# ASSIGNED TASK
Please read the forum thread below about the carpet python and say what the golf balls were being used for.

# DOCUMENT SEGMENT
□ □ □ □ □ □ □

# Carpet Python requires surgery to remove golf balls



## Joey (Mar 27, 2012)

Callaway the carpet python requires surgery to remove two golf balls he mistook to be eggs | News.com.au


----------



## Shotta (Mar 27, 2012)

lol funny but sad in a way.
how did it mistake it??? dont they use scent and or heat to get prey?


----------



## CrystalMoon (Mar 27, 2012)

Put quite simply.... "look before you eat" lol poor Boy


----------



## Endeavour (Mar 27, 2012)

What next a club sandwich?.


Endeavour


----------



## dozerman (Mar 27, 2012)

I used to work on a dairy farm near a driving range. Crows would collect golf balls and drop them onto the concrete water troughs in the various paddocks trying to crack them open, thinking they were eggs


----------



## serpenttongue (Mar 27, 2012)

sanosuke said:


> how did it mistake it??? dont they use scent ?



Exactly! And those golf balls would have been reeking of chicken scent.


----------



## SammyShogun (Mar 27, 2012)

The golf balls were being used to encourage the chickens in the coop to lay eggs.
The news shot out so many terrible puns, made me facepalm so hard.


----------



## Lizzy90 (Mar 27, 2012)

□ □ □ □ □ □ □

# RECORDED DATA
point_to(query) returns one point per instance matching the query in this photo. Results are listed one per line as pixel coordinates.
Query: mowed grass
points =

□ □ □ □ □ □ □

# EXERCISE ANSWER
They were being used to encourage the chickens in the coop to lay eggs.